Poursuivez le texte sur la hiérarchie des esprits en reprenant juste après sa dernière phrase.

TEXTE FOURNI —
※

IV. La hiérarchie des esprits. — Cette hiérarchie se définit par le genre et le degré de conscience à laquelle arrivent nos pensées plus ou moins émancipées du vouloir-vivre. Au bas de l’échelle : 1o le sauvage ne vit guère que d’une vie animale ; 2o notre prolétaire encore, tout absorbé par l’effort de subvenir au besoin du jour et de l’heure, mène, dans le tumulte et dans les querelles, une vie où la connaissance ne sert que le plus immédiat vouloir ; 3o le praticien ou le commerçant qui vit dans des spéculations à longue échéance et dans le souci de faire durer sa maison et la collectivité, fonde déjà bien plus profondément dans le réel son existence ; 4o le savant, par delà les personnes, étudie le passé entier et le cours durable de l’univers ; 5o seuls l’artiste et le philosophe n’étudient plus aucun objet précis : ils se placent devant l’existence elle-même. Ils sont en présence de l’éternel[1].

※

LES DONNÉES —
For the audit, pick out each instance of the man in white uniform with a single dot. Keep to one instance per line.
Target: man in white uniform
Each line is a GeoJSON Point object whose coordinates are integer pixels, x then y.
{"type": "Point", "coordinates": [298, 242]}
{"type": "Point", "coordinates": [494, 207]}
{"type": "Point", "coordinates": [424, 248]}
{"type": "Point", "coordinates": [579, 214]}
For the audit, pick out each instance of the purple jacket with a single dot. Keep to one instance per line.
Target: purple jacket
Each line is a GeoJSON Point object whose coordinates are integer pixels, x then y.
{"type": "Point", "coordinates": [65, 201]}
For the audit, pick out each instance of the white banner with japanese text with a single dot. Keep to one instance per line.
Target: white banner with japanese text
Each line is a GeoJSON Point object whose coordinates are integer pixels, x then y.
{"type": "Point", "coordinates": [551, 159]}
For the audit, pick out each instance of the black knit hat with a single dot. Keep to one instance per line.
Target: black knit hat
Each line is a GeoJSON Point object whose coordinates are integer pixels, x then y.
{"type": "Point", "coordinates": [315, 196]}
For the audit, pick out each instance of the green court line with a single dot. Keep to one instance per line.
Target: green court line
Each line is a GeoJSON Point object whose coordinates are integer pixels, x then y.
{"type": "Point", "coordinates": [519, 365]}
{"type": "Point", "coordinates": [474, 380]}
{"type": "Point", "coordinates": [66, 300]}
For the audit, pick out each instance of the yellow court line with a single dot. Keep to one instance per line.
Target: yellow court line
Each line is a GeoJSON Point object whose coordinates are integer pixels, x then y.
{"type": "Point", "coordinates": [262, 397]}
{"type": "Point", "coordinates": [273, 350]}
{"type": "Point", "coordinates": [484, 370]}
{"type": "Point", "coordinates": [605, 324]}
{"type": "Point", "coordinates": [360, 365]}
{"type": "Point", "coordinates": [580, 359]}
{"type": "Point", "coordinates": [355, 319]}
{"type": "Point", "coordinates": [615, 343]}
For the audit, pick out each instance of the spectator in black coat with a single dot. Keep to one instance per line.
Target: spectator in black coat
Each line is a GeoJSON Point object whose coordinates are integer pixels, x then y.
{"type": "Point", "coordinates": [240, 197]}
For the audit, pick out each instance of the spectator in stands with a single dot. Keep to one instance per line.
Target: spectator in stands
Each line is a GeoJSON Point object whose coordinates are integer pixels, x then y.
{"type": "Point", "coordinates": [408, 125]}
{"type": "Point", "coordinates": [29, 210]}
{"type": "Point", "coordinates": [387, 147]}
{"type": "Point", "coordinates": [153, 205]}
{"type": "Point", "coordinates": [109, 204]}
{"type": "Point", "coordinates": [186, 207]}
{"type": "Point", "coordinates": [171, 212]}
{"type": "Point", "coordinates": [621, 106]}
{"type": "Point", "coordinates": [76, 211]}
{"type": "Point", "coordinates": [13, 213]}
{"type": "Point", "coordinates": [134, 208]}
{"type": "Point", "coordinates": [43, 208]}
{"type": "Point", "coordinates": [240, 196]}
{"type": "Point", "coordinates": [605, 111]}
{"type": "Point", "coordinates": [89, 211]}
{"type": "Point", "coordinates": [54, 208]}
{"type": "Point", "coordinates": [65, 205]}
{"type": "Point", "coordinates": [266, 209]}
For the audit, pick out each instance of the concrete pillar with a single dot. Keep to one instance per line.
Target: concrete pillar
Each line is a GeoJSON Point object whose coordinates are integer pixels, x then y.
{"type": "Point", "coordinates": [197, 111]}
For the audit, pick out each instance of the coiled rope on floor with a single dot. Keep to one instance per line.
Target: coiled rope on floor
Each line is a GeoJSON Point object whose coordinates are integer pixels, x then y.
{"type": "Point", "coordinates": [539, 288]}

※

RÉPONSE À LA TÂCHE —
Retenons l’image de ces bas-fonds où une multitude condamnée à la plus chiche existence matérielle, vit dans le dénuement de l’esprit et dans la médiocrité morale[2]; d’une canaille qui est légion, et où tous les sots et tous les aigrefins fraternisent : « Das Pack ist in Menge vorhanden und hait eng zusammen. Alle Lumpe sind gesellig[3]. » Nietzsche gardera la forte impression de cette humanité grégaire dont Schopenhauer se gausse en boutades


  1. Parerga, Vereinzelte Gedanken, § 333 (V, 628).
  2. Parerga, Den Intellect betreffende Gedanken, chap. III, § 57 (V, 95).
  3. Ibid., Paraenesen und Maximen (IV, 478); — Vereinzelte Gedanken, chap. xx, § 242 (V, 500, 502).